- _GIVEN DATA_:
+-------+

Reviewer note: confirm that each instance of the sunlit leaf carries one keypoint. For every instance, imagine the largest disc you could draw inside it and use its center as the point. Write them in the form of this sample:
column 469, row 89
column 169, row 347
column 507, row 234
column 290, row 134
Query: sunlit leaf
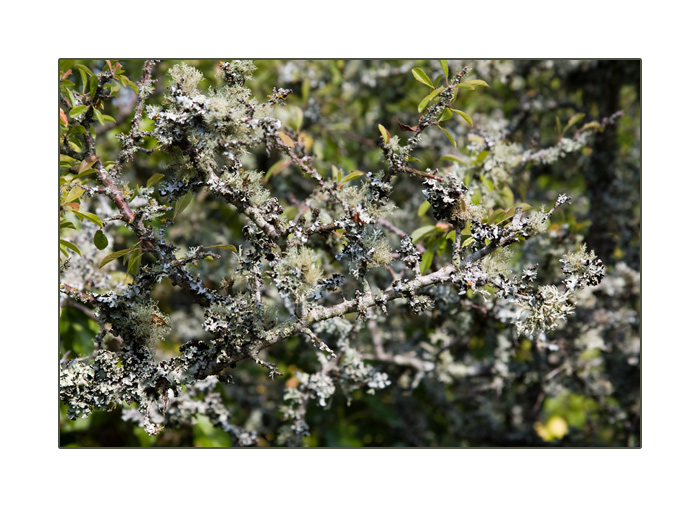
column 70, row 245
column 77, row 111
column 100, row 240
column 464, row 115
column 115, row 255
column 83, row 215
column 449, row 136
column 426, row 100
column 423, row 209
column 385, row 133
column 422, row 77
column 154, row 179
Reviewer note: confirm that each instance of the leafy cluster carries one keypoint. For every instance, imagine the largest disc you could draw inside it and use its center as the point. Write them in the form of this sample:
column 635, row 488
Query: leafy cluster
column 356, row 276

+-------+

- _SHORT TASK_: Reproduce all of the lines above verbatim, from the first through the last, omitting the pictures.

- _WORKED SOLUTION_:
Reviewer note: confirm that each instance of the sunlit leaf carries one keypoint. For every instance, imagine the largest disc you could draw inside it and use its center as the point. Write them in the form of this sample:
column 469, row 89
column 169, row 347
column 507, row 234
column 290, row 134
Query: sunlit leaf
column 70, row 245
column 77, row 111
column 100, row 240
column 464, row 115
column 115, row 255
column 83, row 215
column 449, row 136
column 426, row 100
column 423, row 209
column 385, row 133
column 422, row 77
column 154, row 179
Reviewer note: confirm that each instance of the leafy cluster carries one keypoint. For every instance, imagine the largest disc you could draw inside it and use its center as the point. Write them in the form of this sample:
column 635, row 488
Query: leafy cluster
column 356, row 276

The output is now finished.